## To do
Please find the lines in the following records that hold "tray", and copy them.

/---

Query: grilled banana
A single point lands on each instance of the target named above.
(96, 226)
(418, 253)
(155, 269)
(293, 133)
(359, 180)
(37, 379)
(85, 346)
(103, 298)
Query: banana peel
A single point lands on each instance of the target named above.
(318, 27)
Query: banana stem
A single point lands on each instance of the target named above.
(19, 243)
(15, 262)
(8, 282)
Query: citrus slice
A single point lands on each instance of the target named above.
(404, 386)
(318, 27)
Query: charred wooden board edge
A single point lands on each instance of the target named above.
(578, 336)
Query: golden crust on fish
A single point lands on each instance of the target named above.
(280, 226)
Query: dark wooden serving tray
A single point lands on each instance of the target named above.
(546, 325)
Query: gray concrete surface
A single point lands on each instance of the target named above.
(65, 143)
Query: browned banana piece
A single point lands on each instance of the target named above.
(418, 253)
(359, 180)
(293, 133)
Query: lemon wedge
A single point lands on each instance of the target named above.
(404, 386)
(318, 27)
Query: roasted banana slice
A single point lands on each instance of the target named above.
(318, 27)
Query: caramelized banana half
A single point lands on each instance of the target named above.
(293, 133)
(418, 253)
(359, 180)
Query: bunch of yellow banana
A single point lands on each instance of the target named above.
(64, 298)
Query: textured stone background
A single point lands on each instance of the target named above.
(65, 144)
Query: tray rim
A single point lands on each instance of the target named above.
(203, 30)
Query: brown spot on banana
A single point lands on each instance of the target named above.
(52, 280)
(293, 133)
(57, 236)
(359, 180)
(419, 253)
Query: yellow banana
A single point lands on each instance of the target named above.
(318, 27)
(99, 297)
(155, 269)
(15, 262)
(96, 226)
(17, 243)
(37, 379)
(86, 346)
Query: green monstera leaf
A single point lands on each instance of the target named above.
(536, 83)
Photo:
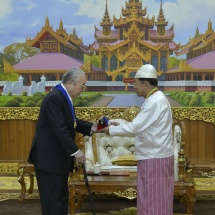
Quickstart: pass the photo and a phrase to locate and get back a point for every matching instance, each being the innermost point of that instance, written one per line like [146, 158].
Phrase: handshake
[104, 122]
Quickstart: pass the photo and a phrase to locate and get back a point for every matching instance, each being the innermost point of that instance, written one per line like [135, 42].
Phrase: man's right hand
[80, 157]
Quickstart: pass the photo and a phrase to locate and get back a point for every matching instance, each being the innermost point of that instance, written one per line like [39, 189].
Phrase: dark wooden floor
[32, 207]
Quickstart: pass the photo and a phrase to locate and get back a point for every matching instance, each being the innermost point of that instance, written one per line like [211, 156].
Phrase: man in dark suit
[53, 149]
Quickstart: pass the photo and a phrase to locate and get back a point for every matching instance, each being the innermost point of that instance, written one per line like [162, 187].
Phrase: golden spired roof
[161, 19]
[106, 19]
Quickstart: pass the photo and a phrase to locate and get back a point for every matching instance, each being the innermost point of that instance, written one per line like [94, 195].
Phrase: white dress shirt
[152, 129]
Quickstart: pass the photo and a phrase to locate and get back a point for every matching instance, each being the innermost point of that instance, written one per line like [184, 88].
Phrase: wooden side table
[24, 169]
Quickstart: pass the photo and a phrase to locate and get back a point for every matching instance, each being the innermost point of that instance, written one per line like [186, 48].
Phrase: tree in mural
[14, 54]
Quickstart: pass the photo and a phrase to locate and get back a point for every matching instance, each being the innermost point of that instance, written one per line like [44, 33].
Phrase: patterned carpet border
[11, 189]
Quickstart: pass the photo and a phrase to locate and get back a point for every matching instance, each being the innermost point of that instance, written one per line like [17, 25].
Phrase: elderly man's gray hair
[72, 74]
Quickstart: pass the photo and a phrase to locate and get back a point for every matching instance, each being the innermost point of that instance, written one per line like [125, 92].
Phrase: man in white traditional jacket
[152, 129]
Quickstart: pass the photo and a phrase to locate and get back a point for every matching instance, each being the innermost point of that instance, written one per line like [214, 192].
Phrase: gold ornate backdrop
[17, 127]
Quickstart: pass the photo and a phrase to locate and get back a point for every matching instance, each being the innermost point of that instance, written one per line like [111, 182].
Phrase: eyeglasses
[83, 86]
[136, 83]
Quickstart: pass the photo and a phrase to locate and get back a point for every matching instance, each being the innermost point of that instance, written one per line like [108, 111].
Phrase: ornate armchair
[115, 155]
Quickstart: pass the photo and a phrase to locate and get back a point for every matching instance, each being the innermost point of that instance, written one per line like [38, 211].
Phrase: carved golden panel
[53, 47]
[133, 62]
[45, 47]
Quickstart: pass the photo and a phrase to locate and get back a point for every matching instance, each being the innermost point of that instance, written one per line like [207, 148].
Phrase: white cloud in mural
[5, 8]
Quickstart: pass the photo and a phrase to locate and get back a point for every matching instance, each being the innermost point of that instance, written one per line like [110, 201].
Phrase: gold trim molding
[88, 113]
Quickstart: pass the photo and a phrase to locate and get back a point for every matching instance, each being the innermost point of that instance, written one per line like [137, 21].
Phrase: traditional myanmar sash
[59, 87]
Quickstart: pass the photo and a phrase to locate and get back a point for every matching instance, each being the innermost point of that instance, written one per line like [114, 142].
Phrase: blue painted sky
[24, 18]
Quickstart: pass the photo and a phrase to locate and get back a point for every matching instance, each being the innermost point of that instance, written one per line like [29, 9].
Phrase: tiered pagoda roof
[133, 19]
[198, 43]
[60, 35]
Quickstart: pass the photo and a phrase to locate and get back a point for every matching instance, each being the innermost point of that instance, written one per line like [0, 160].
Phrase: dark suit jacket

\---

## Final answer
Query: dark wooden serving tray
Query: tray rim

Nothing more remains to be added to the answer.